**Goal**
Each line from the one that contains "the blue sky" to the end of the material must be set down exactly, and no line before it.

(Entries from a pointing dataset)
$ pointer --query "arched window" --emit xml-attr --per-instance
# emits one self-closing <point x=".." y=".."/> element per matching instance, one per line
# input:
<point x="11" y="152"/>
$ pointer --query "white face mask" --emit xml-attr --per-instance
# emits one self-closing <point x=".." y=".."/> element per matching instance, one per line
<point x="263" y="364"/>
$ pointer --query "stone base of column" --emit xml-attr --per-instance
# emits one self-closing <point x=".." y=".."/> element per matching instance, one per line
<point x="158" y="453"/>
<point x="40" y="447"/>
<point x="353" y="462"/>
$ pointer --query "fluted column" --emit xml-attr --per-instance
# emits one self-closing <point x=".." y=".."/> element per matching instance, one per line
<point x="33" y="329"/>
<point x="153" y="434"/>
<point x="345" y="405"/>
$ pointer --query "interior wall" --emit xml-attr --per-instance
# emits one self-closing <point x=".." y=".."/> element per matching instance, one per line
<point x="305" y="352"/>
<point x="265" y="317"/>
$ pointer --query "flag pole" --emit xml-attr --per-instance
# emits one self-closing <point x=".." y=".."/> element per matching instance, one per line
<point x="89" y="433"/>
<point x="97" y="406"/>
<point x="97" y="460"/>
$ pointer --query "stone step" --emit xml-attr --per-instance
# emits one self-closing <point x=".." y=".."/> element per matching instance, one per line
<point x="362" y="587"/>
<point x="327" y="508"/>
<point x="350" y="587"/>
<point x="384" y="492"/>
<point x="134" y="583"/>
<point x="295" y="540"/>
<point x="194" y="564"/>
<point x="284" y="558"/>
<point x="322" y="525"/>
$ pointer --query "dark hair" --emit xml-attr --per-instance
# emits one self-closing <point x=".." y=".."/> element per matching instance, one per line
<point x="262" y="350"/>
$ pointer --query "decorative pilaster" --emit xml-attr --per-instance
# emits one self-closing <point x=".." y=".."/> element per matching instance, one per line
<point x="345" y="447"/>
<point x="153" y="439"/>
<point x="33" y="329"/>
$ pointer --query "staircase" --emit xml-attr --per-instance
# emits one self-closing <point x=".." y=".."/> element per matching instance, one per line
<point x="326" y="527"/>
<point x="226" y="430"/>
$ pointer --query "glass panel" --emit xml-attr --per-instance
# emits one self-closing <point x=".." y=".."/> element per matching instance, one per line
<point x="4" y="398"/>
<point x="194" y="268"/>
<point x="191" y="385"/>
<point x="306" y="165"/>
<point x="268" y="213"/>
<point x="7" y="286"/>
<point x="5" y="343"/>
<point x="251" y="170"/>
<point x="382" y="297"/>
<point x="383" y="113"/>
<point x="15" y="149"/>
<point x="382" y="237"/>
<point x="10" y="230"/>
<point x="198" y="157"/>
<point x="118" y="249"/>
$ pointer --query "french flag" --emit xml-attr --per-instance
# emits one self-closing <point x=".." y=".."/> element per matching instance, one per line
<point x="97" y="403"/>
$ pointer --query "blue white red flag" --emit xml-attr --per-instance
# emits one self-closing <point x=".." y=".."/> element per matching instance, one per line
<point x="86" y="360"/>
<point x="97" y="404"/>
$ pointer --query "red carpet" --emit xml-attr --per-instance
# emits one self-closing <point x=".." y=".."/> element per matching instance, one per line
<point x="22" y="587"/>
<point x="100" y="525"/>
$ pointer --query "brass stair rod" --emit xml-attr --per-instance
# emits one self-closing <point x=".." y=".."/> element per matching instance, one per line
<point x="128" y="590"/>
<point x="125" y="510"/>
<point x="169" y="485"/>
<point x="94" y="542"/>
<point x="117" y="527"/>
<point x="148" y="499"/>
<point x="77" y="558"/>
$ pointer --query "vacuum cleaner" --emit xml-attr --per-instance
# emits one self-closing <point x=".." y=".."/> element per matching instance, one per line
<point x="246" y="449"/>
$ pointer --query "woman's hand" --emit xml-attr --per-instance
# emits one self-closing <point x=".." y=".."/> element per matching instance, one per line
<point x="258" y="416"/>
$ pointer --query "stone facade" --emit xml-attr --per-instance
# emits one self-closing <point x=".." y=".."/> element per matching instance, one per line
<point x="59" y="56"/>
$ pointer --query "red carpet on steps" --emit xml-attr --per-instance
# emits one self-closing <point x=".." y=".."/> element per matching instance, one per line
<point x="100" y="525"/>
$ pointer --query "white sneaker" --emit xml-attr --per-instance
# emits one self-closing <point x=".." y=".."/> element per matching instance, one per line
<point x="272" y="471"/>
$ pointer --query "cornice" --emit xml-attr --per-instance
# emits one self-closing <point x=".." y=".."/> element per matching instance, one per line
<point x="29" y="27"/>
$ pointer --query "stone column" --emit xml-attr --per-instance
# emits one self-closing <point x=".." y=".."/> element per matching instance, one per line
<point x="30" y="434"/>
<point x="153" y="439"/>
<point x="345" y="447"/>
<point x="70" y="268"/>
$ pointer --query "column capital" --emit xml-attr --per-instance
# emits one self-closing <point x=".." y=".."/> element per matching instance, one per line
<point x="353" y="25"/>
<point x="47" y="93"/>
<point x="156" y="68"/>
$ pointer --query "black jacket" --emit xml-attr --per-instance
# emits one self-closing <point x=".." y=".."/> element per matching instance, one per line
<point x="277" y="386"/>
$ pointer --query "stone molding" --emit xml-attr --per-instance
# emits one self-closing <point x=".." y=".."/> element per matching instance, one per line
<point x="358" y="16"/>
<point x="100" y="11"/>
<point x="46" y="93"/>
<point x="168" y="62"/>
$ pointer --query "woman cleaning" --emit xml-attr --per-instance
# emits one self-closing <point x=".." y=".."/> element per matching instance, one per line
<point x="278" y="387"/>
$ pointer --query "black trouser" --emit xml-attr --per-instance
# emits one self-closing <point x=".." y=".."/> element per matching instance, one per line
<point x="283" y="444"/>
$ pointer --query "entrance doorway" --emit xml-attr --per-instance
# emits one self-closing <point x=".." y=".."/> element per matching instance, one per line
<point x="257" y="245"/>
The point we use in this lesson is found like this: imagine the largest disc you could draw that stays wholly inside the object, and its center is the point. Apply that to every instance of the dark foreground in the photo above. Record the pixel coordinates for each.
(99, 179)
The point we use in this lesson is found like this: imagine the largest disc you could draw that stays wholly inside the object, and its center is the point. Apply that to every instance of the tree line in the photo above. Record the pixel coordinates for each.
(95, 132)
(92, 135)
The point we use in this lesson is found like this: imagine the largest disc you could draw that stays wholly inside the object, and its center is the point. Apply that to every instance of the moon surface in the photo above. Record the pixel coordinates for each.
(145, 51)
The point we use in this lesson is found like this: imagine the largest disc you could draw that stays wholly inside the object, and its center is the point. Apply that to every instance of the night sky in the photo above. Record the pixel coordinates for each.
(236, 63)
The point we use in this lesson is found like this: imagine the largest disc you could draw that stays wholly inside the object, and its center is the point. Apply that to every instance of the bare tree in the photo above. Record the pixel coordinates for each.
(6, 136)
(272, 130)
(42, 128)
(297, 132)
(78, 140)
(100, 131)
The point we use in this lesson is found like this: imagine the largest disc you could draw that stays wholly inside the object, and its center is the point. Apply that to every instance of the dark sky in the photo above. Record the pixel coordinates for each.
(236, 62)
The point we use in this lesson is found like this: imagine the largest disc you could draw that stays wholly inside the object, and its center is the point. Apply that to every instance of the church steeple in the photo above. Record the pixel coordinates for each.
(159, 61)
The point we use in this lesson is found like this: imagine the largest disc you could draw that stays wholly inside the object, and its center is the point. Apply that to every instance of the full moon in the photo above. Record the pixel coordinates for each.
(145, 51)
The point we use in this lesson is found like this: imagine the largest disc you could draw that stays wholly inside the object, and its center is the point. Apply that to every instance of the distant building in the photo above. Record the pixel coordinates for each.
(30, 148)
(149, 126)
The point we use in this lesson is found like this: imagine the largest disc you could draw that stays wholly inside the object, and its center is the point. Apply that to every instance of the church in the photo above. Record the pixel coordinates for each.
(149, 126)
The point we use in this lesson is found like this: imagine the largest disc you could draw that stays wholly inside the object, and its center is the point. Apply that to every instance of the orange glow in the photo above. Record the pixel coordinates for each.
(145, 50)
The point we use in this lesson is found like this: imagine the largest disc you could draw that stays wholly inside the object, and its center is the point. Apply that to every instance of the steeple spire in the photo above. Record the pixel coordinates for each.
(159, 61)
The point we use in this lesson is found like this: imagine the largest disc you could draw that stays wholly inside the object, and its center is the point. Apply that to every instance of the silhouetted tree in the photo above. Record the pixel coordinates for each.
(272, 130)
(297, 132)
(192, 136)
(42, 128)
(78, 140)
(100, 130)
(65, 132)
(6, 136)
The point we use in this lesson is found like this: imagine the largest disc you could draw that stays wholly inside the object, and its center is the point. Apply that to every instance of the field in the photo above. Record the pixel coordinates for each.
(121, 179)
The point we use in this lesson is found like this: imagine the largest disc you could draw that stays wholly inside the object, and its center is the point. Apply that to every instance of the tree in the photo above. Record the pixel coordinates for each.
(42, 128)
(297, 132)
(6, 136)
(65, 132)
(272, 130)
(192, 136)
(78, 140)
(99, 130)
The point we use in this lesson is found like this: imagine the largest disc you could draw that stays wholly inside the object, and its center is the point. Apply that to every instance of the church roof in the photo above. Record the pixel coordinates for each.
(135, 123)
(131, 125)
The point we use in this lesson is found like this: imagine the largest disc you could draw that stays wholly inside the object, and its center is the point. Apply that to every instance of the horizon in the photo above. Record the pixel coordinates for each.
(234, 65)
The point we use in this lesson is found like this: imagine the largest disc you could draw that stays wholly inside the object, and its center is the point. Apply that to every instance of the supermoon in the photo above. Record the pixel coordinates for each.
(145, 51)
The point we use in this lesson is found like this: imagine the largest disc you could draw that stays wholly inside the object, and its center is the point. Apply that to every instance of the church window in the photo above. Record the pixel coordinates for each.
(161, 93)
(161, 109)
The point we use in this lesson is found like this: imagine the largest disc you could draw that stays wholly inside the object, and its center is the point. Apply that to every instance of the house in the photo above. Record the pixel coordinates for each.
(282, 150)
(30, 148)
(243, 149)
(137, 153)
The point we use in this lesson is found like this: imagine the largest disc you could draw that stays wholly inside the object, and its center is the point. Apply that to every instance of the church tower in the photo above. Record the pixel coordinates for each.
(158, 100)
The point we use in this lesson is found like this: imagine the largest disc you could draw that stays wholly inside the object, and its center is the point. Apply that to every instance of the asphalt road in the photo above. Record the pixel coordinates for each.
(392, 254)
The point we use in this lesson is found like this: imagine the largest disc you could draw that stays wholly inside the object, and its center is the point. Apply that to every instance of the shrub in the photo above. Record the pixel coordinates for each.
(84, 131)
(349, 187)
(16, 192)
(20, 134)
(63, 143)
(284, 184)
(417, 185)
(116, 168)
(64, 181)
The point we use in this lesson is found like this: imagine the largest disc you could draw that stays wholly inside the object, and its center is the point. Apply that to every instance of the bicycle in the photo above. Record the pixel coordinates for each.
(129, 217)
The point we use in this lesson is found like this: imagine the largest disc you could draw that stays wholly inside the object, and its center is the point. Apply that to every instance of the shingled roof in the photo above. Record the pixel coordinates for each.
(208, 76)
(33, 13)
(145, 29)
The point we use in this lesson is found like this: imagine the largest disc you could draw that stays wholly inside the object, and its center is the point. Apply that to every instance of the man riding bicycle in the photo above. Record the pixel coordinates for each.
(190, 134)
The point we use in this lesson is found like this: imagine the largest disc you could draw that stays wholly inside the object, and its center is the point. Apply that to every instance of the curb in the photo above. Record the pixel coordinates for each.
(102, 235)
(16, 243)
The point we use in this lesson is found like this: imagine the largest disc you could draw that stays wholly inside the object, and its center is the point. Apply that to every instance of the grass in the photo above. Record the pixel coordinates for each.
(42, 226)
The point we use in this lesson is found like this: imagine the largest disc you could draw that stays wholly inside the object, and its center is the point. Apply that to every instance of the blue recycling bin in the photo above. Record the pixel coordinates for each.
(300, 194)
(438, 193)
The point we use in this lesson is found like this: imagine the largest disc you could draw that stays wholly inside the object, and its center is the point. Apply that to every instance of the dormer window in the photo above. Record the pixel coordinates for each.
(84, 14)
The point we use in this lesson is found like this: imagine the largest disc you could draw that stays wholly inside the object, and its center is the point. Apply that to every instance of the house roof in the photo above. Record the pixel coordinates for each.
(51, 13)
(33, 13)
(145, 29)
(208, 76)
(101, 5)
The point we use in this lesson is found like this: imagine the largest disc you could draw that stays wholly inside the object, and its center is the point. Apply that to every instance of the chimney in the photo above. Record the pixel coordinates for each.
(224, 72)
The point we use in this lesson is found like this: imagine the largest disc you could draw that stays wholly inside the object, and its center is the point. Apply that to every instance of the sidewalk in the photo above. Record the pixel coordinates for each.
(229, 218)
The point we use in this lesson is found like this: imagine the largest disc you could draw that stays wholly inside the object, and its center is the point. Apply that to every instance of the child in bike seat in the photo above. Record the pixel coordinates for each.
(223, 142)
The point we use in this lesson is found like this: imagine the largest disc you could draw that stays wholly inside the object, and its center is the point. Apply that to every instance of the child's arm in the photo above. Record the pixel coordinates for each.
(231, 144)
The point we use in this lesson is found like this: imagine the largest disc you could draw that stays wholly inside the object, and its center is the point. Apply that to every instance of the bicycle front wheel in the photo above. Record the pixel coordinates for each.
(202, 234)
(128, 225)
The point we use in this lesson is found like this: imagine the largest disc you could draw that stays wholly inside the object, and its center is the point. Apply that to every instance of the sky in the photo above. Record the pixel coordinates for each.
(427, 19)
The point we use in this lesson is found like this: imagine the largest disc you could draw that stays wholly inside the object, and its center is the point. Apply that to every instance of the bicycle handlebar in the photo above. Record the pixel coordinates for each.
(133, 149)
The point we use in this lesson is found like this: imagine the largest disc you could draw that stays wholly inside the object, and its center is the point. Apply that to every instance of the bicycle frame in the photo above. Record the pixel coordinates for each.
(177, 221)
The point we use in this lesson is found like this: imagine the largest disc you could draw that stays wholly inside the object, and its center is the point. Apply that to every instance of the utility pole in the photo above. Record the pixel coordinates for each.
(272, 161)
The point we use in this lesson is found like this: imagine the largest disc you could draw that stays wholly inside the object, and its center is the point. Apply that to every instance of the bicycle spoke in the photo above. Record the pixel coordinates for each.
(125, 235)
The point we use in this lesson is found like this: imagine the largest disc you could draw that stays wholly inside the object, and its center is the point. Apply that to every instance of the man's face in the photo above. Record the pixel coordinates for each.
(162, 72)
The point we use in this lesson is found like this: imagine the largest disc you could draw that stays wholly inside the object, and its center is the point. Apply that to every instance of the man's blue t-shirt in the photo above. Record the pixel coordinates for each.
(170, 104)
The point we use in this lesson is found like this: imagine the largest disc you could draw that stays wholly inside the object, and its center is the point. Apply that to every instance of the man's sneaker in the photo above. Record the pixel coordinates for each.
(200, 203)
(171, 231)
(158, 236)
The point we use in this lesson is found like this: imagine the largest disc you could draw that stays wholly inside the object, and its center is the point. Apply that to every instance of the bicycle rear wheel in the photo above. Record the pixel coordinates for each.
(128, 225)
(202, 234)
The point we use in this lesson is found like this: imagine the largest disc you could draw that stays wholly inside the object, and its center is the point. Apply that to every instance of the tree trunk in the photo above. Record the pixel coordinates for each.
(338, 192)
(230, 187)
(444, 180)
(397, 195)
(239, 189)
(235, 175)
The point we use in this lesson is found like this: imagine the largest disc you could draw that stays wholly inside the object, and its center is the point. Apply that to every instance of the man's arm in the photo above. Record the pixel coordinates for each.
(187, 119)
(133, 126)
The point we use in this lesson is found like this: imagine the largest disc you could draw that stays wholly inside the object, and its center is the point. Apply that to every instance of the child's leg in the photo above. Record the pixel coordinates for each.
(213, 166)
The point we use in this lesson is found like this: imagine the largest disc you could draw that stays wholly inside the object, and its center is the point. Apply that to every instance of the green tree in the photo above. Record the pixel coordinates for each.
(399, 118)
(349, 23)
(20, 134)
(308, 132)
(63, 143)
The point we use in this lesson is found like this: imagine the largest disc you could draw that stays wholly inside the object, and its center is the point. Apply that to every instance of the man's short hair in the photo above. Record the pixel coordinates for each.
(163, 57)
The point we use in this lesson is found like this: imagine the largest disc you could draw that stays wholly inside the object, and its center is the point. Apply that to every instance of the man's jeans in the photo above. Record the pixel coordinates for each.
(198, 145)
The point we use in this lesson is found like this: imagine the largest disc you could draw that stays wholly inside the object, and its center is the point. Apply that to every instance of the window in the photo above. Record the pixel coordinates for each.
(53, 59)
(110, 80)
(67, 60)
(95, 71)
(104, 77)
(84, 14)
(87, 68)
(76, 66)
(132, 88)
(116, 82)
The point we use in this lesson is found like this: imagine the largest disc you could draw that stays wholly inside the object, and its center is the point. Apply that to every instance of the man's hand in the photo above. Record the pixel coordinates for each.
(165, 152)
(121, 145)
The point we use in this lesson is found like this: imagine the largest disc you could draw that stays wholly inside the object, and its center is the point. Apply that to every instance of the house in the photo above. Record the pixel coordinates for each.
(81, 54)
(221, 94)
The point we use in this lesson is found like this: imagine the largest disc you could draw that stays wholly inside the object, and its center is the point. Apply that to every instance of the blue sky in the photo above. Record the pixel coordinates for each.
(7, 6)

**Answer to this problem**
The point we use in this lesson is found like this: imagine the largest disc you could draw that stays wholly inside the object, and its center is the point. Apply that to every instance of the blue sky in the photo above. Record the pixel coordinates for each.
(7, 6)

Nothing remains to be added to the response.